What is required —
Copy every entry word for word. Skip the pictures.

(Stored data)
┄┄┄┄┄┄┄┄┄┄
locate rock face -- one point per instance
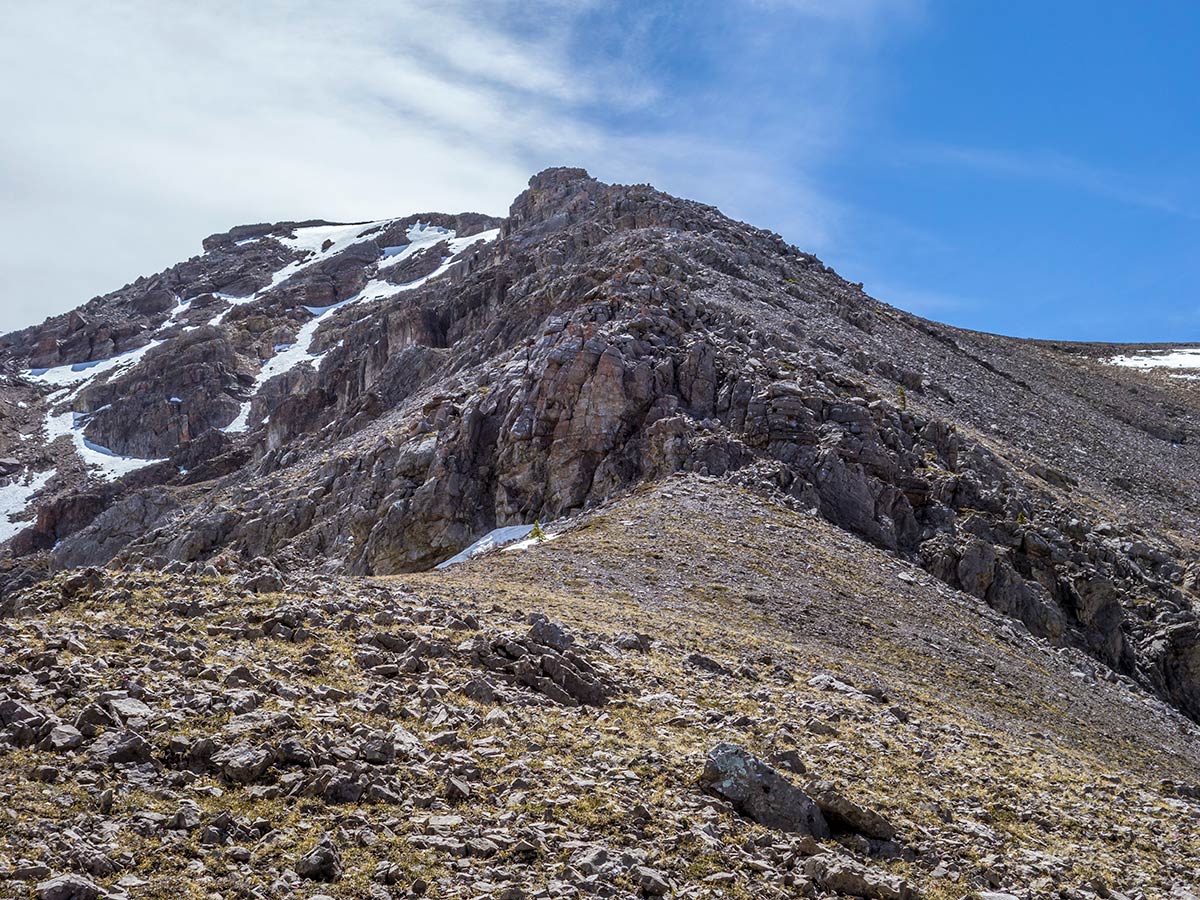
(760, 792)
(372, 397)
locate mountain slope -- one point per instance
(371, 399)
(353, 737)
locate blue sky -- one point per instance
(1019, 167)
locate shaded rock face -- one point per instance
(606, 335)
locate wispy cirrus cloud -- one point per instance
(153, 123)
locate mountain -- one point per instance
(939, 586)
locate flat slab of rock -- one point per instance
(760, 792)
(841, 811)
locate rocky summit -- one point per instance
(611, 549)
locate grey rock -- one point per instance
(760, 792)
(67, 887)
(322, 863)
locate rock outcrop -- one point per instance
(372, 397)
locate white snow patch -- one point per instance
(15, 499)
(1183, 358)
(241, 423)
(96, 457)
(73, 377)
(420, 237)
(492, 540)
(288, 357)
(312, 241)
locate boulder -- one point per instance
(761, 793)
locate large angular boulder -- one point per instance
(761, 793)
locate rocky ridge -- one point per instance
(381, 395)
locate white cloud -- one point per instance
(144, 125)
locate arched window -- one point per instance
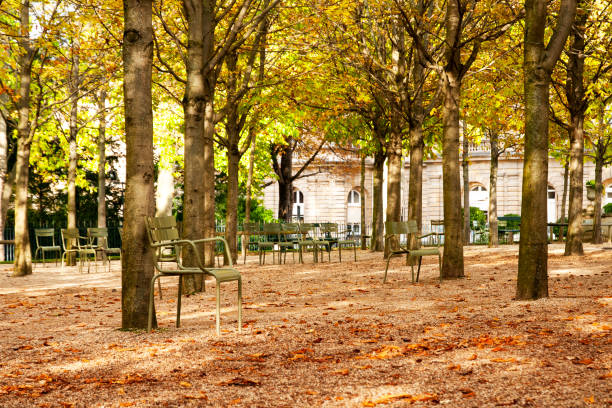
(354, 198)
(608, 194)
(552, 204)
(479, 197)
(298, 205)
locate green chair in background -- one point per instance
(397, 238)
(44, 237)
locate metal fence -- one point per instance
(114, 238)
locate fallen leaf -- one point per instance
(240, 381)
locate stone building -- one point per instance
(332, 194)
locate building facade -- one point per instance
(333, 193)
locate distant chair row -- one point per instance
(96, 242)
(297, 237)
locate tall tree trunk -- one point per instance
(452, 265)
(565, 188)
(378, 230)
(597, 238)
(466, 190)
(23, 255)
(249, 187)
(137, 263)
(72, 139)
(194, 107)
(362, 201)
(493, 232)
(285, 186)
(4, 182)
(539, 61)
(576, 97)
(102, 160)
(415, 182)
(231, 217)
┄┄┄┄┄┄┄┄┄┄
Exercise answer —
locate rock face -- one point per instance
(760, 792)
(372, 397)
locate mountain slope -- one point per instance
(371, 399)
(353, 737)
locate blue sky -- one point per instance
(1019, 167)
locate shaded rock face -- one point per instance
(606, 335)
locate wispy cirrus cloud -- one point per instance
(153, 123)
locate mountain -- one point per instance
(939, 586)
locate flat slab of rock -- one point per instance
(760, 792)
(841, 811)
locate rocky summit -- one point per instance
(611, 549)
locate grey rock -- one point per instance
(760, 792)
(67, 887)
(322, 863)
locate rock outcrop -- one point per instance
(372, 397)
locate white snow patch -- one point per instance
(15, 499)
(1183, 358)
(241, 423)
(96, 457)
(73, 377)
(420, 237)
(492, 540)
(288, 357)
(312, 241)
locate boulder -- one point per instance
(761, 793)
locate large angular boulder -- one point per instance
(761, 793)
locate rocky ridge -- one point per instance
(381, 395)
locate white cloud -- one point per instance
(144, 125)
locate arched window -- one point per instance
(354, 198)
(608, 194)
(552, 204)
(479, 197)
(298, 205)
locate green chair in background -- one point per instance
(397, 238)
(44, 237)
locate metal fence -- one point per instance
(114, 238)
locate fallen leaf -- one point per instance
(240, 381)
locate stone building -- one point per instance
(332, 194)
locate building facade -- one point per instance
(333, 193)
locate distant chair row -- one point per instance
(96, 242)
(297, 237)
locate tall tree trunk -- one point per instance
(452, 265)
(565, 188)
(378, 230)
(597, 238)
(466, 190)
(23, 255)
(249, 187)
(137, 263)
(72, 139)
(194, 107)
(362, 201)
(493, 232)
(285, 186)
(4, 182)
(539, 61)
(576, 97)
(102, 160)
(415, 182)
(231, 217)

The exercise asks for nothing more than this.